[Point annotation entries]
########################################
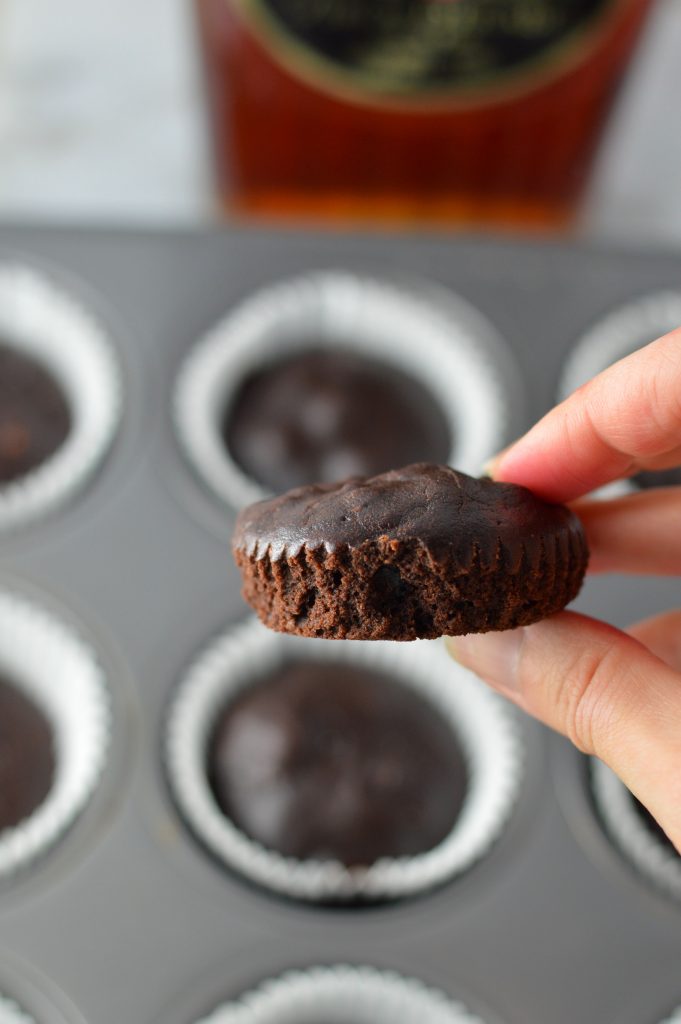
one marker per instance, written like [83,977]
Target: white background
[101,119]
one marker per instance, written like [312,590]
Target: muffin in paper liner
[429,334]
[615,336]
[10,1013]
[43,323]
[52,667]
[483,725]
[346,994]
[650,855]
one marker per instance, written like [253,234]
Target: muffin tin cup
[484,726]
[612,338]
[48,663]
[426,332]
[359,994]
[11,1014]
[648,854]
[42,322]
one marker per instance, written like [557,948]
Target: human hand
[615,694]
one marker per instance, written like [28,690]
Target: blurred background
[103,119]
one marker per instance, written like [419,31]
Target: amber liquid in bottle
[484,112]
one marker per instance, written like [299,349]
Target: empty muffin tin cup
########################################
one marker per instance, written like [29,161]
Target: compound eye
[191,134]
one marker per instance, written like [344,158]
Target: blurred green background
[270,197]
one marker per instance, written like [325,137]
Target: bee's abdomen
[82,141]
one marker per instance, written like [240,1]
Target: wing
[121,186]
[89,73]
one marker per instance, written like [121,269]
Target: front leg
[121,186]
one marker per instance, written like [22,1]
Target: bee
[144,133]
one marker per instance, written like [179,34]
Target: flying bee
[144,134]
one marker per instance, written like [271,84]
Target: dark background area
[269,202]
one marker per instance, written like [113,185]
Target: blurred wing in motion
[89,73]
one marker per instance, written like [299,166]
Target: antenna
########################################
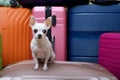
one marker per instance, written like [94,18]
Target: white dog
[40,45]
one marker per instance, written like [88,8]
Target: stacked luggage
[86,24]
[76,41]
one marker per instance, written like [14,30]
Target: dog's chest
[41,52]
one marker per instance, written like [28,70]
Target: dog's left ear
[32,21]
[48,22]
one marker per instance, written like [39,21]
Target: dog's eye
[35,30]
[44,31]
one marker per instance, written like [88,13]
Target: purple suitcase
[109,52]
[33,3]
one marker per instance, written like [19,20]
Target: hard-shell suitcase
########################################
> Goal of the exercise
Reproduce the lines starting with the one that contains "one marker per instance, written like [28,690]" and ending with the one that contains "Target: empty muffin tin cup", including both of those lines.

> Answer for this exercise
one marker per instance, written like [28,690]
Target: blurred background
[103,119]
one marker per instance, written like [419,31]
Target: amber liquid in bottle
[484,112]
one marker per instance, written like [299,349]
Target: empty muffin tin cup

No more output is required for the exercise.